-- START OF MATERIAL PROVIDED --

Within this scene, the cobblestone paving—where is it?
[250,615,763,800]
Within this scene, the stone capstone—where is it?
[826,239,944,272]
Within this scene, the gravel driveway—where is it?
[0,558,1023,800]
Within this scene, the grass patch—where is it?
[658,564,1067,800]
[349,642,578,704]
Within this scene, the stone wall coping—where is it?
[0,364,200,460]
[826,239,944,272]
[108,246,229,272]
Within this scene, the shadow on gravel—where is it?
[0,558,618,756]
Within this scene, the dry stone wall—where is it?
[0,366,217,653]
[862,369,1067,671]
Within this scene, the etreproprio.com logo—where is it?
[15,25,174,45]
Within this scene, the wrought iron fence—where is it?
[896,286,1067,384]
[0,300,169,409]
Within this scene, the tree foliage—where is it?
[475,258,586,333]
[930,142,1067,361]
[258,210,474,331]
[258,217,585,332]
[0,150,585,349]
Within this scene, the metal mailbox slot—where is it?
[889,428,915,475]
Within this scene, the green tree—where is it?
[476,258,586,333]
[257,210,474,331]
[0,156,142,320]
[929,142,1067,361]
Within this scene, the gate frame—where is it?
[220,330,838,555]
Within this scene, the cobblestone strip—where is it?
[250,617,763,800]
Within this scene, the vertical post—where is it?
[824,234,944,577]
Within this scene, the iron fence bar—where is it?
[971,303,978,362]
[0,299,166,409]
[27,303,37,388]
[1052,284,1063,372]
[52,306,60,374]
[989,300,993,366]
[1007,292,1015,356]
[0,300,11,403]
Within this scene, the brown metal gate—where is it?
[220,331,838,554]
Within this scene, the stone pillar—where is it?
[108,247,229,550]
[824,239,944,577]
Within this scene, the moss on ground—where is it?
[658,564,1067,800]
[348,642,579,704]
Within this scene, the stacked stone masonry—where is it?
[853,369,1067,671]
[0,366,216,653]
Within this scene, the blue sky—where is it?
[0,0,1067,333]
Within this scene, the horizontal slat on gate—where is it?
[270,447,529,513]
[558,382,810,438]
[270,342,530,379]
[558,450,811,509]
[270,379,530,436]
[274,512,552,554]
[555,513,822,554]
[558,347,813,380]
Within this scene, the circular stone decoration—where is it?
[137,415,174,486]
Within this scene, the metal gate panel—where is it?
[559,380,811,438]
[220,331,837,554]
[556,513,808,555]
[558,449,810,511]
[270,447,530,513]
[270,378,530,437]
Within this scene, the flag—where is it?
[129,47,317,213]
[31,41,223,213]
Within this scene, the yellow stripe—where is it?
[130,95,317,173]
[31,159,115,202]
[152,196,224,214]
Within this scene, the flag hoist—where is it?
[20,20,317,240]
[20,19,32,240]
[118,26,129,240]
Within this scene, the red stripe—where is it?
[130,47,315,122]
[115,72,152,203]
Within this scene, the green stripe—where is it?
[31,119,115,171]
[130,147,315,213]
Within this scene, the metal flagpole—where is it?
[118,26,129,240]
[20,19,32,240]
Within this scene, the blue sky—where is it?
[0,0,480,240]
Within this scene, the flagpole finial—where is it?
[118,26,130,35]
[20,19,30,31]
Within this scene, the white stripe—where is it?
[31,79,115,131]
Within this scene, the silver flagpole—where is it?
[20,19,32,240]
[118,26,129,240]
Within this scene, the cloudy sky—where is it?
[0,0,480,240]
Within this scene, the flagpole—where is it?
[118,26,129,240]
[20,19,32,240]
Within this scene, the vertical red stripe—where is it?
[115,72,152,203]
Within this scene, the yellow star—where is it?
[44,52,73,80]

-- END OF MATERIAL PROVIDED --

Retype all of the data shown above, word for word.

## PROBLEM SOLUTION
Within this scene, the cobblestone paving—where is it?
[250,615,763,800]
Within this scene, the stone capstone—where is it?
[826,239,944,272]
Within this scene, the gravel driveway—where is it?
[0,558,1023,800]
Within this scene, the grass patch—where is it?
[658,564,1067,800]
[349,642,578,704]
Within this scene, the stone wall coping—where is it?
[0,364,200,460]
[826,239,944,272]
[108,246,229,272]
Within this scene, the shadow on gravel—where is it?
[0,558,618,756]
Within this scene, the dry stone wall—where is it?
[0,366,217,653]
[862,369,1067,671]
Within this scene, the etreproprio.com logo—where is it?
[15,25,174,45]
Within this scene, the wrought iron fence—where is it?
[896,286,1067,384]
[0,300,169,409]
Within this scene, the tree foliage—where is it?
[475,258,586,333]
[930,142,1067,361]
[258,210,474,331]
[258,217,585,332]
[0,150,585,349]
Within this scene, the metal mailbox slot—where is it?
[889,428,915,475]
Within this scene, the green tree—where is it?
[476,258,586,333]
[257,210,474,331]
[0,156,142,320]
[929,142,1067,361]
Within this scene, the gate frame—where is it?
[220,330,838,555]
Within this scene, the cobblestone strip—where is it?
[250,617,763,800]
Within this scene, the vertical post—where is it?
[824,234,944,577]
Within this scene, the iron fence bar—where is it?
[971,303,978,362]
[0,299,166,409]
[27,303,37,388]
[1052,284,1063,372]
[52,306,60,374]
[989,300,993,366]
[1007,292,1015,356]
[0,300,11,403]
Within this scene, the brown metal gate—where is it?
[220,331,838,554]
Within this scene, the stone pillar—where is it?
[108,247,229,550]
[824,239,944,577]
Within this scene, the moss on ground—where is it?
[658,564,1067,800]
[348,642,579,704]
Within this scene, the stacked stone masonry—where is it?
[853,369,1067,671]
[0,366,216,653]
Within this scene, the blue sky—where is it?
[0,0,1067,333]
Within this scene, the horizontal slat on gate—where is it?
[270,447,529,513]
[558,382,810,438]
[270,342,530,379]
[558,450,811,509]
[270,379,530,436]
[274,512,552,554]
[555,513,822,554]
[558,347,813,380]
Within this scene, the circular stone decoration—where is it?
[137,415,174,486]
Within this scene, the metal gate panel—where is it?
[559,380,811,438]
[220,331,837,554]
[556,513,808,555]
[558,449,810,511]
[270,447,530,513]
[270,378,530,437]
Within this scene, the flag—where is it?
[129,47,317,213]
[31,41,223,213]
Within this scene, the yellow stripe—where is it?
[130,95,317,173]
[31,159,115,202]
[152,196,224,214]
Within this scene, the flag hoist—where is it?
[20,20,317,240]
[20,19,32,240]
[118,26,129,240]
Within this scene, the red stripe—where is it?
[130,47,315,122]
[115,72,152,203]
Within this scene, the green stripe—where is it?
[31,119,115,171]
[130,147,315,213]
Within this scene, the metal flagpole—where is it?
[118,26,129,240]
[20,19,32,240]
Within this scene, the blue sky—where is it?
[0,0,480,240]
Within this scene, the flagpole finial—where is it?
[118,26,130,35]
[20,19,30,31]
Within this scene, the white stripe—where is it?
[31,79,115,131]
Within this scene, the silver flagpole—where is it?
[20,19,32,240]
[118,26,129,240]
Within this scene, the cloudy sky—where is it?
[0,0,480,240]
Within this scene, the flagpole—where is it?
[118,26,129,240]
[20,19,32,240]
Within this scene, the vertical red stripe—where is it?
[115,72,152,203]
Within this scene, the yellow star—where is it?
[44,52,73,80]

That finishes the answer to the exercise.